Problem to work on: Turn the lines from the one containing "Place a point on the stone" through the one containing "<point>38,264</point>", inclusive, into a numbered list, omitting any blank lines.

Excerpted data:
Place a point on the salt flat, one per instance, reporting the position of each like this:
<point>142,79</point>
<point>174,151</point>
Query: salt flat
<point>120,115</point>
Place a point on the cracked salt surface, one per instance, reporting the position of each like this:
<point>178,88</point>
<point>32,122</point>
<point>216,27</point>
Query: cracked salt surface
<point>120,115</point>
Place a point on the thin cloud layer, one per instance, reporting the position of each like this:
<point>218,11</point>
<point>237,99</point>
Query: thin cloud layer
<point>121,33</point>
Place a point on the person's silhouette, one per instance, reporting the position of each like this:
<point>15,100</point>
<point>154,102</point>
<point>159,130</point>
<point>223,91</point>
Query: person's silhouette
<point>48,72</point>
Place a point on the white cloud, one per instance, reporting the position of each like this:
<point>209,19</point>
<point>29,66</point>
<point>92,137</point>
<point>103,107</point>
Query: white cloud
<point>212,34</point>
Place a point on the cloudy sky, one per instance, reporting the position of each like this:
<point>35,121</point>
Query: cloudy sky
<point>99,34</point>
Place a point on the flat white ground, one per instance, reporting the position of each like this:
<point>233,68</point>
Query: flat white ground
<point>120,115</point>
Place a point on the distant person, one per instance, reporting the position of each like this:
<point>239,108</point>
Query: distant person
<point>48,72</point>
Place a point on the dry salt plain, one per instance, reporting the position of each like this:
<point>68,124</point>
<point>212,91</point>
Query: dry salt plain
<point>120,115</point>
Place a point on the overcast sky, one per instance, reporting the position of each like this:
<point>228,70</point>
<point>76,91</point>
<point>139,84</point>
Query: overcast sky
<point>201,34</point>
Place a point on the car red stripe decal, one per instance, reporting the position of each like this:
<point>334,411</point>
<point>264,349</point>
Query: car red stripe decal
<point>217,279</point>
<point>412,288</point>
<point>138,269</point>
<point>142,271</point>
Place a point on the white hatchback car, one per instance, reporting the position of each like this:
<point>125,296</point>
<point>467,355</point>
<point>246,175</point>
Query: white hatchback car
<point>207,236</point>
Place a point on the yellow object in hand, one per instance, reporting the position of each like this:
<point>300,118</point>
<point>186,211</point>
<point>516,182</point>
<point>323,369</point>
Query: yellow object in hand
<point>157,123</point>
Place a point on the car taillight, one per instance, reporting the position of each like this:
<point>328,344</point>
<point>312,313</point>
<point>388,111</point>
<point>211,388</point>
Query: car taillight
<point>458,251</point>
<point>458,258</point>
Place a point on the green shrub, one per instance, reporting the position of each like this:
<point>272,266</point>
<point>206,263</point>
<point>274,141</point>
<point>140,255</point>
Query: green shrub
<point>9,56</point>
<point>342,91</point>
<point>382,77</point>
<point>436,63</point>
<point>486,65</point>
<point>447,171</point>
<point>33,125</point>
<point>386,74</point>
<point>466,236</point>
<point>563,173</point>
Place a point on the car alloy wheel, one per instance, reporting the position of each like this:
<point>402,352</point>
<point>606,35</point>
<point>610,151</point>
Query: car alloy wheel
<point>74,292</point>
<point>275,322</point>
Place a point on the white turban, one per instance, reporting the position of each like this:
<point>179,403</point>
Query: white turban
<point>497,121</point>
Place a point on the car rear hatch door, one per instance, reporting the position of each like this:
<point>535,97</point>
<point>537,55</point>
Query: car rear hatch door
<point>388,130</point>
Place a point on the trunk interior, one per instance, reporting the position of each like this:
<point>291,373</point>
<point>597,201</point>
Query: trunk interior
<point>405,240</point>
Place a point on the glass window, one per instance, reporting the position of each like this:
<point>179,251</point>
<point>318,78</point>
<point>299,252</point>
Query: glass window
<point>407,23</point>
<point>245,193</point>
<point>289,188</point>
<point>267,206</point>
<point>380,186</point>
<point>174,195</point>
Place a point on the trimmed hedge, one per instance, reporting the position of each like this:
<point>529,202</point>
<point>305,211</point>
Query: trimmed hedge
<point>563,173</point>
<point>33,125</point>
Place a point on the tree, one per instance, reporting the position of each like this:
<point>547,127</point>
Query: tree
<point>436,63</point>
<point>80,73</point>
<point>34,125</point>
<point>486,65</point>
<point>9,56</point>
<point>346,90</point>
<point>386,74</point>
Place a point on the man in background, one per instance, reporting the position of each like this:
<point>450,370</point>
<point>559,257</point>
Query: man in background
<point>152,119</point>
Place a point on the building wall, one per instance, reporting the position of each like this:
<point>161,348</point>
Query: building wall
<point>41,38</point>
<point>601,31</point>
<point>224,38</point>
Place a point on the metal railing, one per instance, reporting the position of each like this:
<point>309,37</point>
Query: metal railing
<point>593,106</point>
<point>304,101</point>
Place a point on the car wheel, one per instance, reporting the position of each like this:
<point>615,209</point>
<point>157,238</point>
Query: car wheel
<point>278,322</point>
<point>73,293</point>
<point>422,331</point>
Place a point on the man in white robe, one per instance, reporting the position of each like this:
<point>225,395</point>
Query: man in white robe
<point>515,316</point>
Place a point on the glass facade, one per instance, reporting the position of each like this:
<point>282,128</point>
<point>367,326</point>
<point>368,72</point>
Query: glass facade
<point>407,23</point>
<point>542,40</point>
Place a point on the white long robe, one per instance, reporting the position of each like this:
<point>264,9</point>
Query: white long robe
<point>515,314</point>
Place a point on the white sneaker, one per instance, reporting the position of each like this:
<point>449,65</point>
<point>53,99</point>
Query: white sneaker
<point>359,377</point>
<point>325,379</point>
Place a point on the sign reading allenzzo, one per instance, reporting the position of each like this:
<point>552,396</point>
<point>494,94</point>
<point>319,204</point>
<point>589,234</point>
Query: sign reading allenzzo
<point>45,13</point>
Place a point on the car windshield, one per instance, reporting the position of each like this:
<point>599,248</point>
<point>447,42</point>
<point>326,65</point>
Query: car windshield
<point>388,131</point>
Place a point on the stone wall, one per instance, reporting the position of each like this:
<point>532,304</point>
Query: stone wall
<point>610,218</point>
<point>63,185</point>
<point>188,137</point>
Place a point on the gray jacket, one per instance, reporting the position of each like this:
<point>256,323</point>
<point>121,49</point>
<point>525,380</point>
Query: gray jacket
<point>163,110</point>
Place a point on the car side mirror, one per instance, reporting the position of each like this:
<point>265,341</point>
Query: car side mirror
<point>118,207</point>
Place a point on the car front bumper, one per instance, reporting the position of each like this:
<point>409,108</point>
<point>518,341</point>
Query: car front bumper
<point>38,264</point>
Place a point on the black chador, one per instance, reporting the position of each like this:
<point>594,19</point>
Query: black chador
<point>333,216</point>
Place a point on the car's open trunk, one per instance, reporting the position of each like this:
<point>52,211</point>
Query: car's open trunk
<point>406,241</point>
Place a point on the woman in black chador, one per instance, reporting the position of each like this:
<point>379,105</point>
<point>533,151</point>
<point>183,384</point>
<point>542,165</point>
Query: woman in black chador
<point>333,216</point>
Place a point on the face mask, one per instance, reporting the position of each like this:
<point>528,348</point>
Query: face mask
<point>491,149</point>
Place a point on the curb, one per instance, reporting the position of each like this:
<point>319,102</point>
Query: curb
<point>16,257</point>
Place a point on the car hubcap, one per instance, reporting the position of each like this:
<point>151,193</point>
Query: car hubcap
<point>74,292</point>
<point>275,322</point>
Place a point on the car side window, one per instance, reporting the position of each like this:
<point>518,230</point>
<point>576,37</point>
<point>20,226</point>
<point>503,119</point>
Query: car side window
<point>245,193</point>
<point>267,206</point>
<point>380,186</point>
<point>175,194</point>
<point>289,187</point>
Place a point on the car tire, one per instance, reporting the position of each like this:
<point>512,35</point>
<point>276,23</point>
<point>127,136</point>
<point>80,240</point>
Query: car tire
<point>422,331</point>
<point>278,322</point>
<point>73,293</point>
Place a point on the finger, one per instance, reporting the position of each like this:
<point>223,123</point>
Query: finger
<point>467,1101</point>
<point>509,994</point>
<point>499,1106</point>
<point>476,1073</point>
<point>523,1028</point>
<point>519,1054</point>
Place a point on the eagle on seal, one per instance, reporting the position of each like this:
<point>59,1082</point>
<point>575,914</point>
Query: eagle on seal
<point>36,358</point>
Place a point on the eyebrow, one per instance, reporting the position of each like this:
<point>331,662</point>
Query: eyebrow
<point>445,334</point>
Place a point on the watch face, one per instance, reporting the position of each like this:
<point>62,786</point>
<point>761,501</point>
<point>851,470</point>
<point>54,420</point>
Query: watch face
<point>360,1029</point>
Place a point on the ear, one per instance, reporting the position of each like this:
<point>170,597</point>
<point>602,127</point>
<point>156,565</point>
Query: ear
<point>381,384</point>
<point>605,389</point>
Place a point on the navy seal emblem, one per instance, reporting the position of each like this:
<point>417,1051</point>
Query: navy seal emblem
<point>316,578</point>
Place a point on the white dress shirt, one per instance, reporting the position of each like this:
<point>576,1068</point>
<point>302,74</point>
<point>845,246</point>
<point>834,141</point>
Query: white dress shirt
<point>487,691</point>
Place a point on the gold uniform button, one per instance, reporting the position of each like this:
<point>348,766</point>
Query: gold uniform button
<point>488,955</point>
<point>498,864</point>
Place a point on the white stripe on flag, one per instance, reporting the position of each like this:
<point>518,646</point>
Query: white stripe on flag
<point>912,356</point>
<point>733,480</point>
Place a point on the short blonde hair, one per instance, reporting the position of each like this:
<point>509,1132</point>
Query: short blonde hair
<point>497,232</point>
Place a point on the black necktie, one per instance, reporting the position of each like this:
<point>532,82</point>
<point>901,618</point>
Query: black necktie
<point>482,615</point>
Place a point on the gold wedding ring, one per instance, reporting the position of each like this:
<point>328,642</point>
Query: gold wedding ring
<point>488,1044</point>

Written response:
1. Place a point on the stone wall, one per instance, reporting the position of each like this:
2. <point>532,304</point>
3. Query: stone wall
4. <point>610,218</point>
5. <point>63,185</point>
6. <point>188,137</point>
7. Place a point on the gray jacket, one per instance, reporting the position of each like this:
8. <point>256,323</point>
9. <point>121,49</point>
10. <point>525,380</point>
11. Query: gray jacket
12. <point>163,110</point>
13. Place a point on the car side mirror, one per instance, reporting the position of each like this:
14. <point>265,341</point>
15. Query: car side mirror
16. <point>118,207</point>
17. Place a point on the car front bumper, one per instance, reporting the position of each like this:
18. <point>409,108</point>
19. <point>518,341</point>
20. Query: car front bumper
21. <point>38,264</point>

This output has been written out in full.